-- BEGIN RECORD EXCERPTS --
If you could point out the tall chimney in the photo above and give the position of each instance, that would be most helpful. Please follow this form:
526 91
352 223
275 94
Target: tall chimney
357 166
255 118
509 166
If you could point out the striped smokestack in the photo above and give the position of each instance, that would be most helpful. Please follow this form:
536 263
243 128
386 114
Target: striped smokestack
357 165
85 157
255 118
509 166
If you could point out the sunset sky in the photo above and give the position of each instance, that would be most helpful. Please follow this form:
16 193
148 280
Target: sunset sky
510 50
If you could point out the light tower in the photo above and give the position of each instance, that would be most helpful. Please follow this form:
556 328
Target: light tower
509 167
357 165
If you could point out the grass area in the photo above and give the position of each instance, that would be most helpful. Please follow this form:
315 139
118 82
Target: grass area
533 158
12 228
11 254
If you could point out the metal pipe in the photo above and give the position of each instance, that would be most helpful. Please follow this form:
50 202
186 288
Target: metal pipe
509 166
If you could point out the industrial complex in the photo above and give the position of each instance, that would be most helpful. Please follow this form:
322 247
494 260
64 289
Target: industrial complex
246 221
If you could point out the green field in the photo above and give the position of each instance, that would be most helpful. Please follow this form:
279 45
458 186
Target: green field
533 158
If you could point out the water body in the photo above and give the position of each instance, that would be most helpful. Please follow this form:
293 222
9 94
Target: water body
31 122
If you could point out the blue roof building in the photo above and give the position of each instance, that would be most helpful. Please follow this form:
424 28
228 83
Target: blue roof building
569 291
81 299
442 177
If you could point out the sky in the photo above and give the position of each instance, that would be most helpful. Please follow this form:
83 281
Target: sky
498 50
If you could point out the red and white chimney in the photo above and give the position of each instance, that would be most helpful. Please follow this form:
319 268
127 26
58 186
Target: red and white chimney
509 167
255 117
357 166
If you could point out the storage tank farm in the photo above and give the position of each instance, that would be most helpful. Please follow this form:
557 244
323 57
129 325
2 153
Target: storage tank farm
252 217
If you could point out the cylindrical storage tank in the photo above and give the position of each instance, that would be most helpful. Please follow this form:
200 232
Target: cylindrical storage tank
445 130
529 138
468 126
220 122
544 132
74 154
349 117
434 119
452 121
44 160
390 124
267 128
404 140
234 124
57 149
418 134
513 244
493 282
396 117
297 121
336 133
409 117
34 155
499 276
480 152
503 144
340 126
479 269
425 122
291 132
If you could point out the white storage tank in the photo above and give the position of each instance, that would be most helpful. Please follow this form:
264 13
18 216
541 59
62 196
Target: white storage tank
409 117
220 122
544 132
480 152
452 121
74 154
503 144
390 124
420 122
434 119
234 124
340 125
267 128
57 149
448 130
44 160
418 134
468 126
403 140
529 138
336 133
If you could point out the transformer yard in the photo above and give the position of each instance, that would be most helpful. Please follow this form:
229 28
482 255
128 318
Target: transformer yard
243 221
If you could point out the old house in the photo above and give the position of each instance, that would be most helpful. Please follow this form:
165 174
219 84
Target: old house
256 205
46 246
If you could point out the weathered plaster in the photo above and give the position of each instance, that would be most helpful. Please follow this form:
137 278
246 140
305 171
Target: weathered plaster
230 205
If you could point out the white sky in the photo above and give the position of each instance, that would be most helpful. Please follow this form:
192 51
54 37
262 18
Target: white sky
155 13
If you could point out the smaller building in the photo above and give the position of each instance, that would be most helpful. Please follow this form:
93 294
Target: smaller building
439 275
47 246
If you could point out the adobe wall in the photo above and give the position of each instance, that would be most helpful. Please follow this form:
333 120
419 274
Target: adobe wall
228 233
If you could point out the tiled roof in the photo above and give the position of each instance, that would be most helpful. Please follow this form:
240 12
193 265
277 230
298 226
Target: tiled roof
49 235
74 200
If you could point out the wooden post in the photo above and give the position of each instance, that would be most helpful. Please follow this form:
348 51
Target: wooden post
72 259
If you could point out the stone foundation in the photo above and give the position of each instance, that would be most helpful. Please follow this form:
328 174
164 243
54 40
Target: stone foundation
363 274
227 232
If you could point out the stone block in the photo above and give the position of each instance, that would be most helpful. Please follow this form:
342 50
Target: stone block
-- END RECORD EXCERPTS --
GIVEN TASK
Please reproduce all of the data above word for word, keeping every line unchanged.

OUTPUT FOR THIS TASK
If you could point out the tall chimney in the photo above and give the position of each instance, that would be most helpful. Please follow this form:
526 91
352 223
275 94
Target: tall chimney
357 166
255 118
509 166
If you could point out the striped smokestack in the photo above and give the position of each instance, that would be most helpful. Please follow this form:
536 263
243 128
386 114
Target: striped smokestack
357 165
85 157
255 118
509 166
If you could point out the sunset sky in the photo above and give the position of each instance, that would be most helpful. Please follow this form:
16 193
148 280
Target: sunset sky
510 50
If you could point out the light tower in the photo above and give the position of each instance, that would be most helpful. Please follow this form:
556 328
Target: light tower
509 167
357 165
If you could point out the grass area in the photo above and give the position of each instance, that would be most helpful. Please follow this form:
315 139
118 82
Target: grass area
533 158
12 228
11 254
If you could point out the metal pipe in the photo above and give the position of each instance, that would be most helpful. Please follow this form:
50 202
186 288
Target: metal pipe
509 166
If you could point out the industrial complex in the photo above and give the position of each instance, that would be most helpful. Please follow this form:
322 247
494 260
64 289
Target: industrial complex
246 221
If you could point out the green field in the photo above and give the position of each instance, that would be most helpful. Please follow this form:
279 45
458 186
Target: green field
533 158
If you could point out the water body in the photo above and give the position of each instance, that would be most helpful. Please follow this form:
293 222
9 94
Target: water body
31 122
If you could point out the blue roof building in the photo above and give the position of each instance, that would be most helpful. Please follow this form:
424 28
228 83
Target: blue roof building
569 291
81 299
442 177
If you could point out the sky in the photo above and give the position of each instance, that would be most helpful. Please follow this form:
83 281
Target: sky
498 50
If you could point out the red and white chimney in the photo above and give the position of each instance, that would be most helpful. Please follow this form:
319 268
127 26
58 186
Target: red and white chimney
509 167
255 117
357 166
If you could point out the storage tank farm in the photo above and give the position of each instance, that would be most helpful. Please follow this form:
557 244
323 57
129 325
2 153
Target: storage tank farm
252 217
If you could point out the cylindrical storage tank in the photo above and give the position of each instance, that would be most helpful. Please follow this form:
200 232
Target: cylindrical storage tank
445 130
529 138
468 126
220 122
544 132
74 154
349 117
434 119
452 121
44 160
390 124
267 128
404 140
234 124
57 149
418 134
513 244
493 282
396 117
297 121
336 133
409 117
34 155
499 276
480 152
503 144
340 126
479 269
425 122
291 132
If you could point out the white storage tank in the photo above and give the position of each instance, that would be most helpful. Please follow this form:
264 13
18 216
541 59
62 196
Target: white storage tank
409 117
220 122
544 132
480 152
452 121
74 154
503 144
390 124
420 122
434 119
234 124
340 125
267 128
57 149
448 130
44 160
418 134
468 126
403 140
529 138
336 133
If you could point out the transformer yard in the photo above and give the position of each instance, that would be most helpful. Please follow this form:
229 28
482 255
128 318
Target: transformer yard
243 221
If you could point out the old house in the photo above and give the position of each instance, that would be most helpful. Please follow this form:
165 174
219 84
Target: old house
256 205
46 246
If you could point out the weathered plaster in the photo above and give the position of each instance, that would be most helpful. Please follow this form:
137 278
246 140
305 171
Target: weathered plaster
230 205
If you could point out the white sky in the photo above and give the position of each instance, that would be most helpful. Please follow this form:
192 51
54 37
262 18
Target: white sky
155 13
If you could point out the smaller building in the photo above and give the position of each instance, that would be most helpful. Please follow this form:
93 294
Target: smaller building
439 275
47 246
If you could point out the adobe wall in the photo above and give the position of each instance, that would be most helpful. Please follow this form:
333 120
419 274
Target: adobe wall
228 233
If you could point out the tiled roof in the photo above and give the position of each instance, that would be most helpful. Please follow this form:
240 12
193 265
277 230
298 226
Target: tiled roof
49 235
74 200
If you could point out the wooden post in the photo above and give the position of each instance, that would be most helpful. Please follow this form:
348 51
Target: wooden post
72 259
If you could point out the stone foundation in the photo above and give the position of each instance, that would be most helpful. Please follow this form:
328 174
164 243
54 40
Target: stone foundation
363 274
227 232
If you could point out the stone block in the photo above and give the position of each instance, that would be most helpful. Please follow this form:
342 50
Target: stone block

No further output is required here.